Every line from the one containing "A lightweight detector that finds the kitten's pink" down to the last line of the listing below should be restated exactly, and nothing else.

* * * * * * * * *

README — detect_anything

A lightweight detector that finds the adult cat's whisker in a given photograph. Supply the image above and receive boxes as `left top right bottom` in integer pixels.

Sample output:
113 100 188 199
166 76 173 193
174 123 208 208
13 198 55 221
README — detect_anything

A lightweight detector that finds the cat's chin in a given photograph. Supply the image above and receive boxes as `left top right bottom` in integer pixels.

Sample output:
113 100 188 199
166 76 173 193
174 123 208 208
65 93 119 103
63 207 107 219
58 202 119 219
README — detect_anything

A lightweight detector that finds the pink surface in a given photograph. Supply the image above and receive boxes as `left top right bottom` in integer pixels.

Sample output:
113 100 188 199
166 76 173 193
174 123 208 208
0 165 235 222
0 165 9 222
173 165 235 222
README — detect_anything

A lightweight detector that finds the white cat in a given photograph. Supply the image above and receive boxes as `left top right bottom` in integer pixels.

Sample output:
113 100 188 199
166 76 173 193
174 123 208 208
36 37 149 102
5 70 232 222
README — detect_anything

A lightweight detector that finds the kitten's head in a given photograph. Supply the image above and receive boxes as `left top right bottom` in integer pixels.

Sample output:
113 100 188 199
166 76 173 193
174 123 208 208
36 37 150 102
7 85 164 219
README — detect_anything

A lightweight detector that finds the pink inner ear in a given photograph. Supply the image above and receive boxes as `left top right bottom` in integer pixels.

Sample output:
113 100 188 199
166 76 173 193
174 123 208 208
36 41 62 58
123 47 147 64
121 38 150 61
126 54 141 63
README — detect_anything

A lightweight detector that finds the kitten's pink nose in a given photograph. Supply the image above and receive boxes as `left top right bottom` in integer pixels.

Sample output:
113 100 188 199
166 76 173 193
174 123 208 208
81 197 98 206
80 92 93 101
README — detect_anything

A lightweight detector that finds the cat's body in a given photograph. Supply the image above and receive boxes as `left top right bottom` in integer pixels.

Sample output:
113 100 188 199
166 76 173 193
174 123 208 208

* * * * * * * * *

**TASK RESULT**
A lightweight detector that finds the kitten's pink nose in a given photograph. Supply the image above and receive boxes as `left top right bottom` in integer pixels.

Sample output:
113 100 188 199
166 76 173 193
174 123 208 208
81 197 98 206
80 92 93 101
README — detect_anything

A lightweight detector that finds the cat's body in a given photograph. Supply the image above and receive boxes as `left top right bottom` in integer pixels.

Sample output:
113 100 188 199
166 76 173 193
174 123 208 208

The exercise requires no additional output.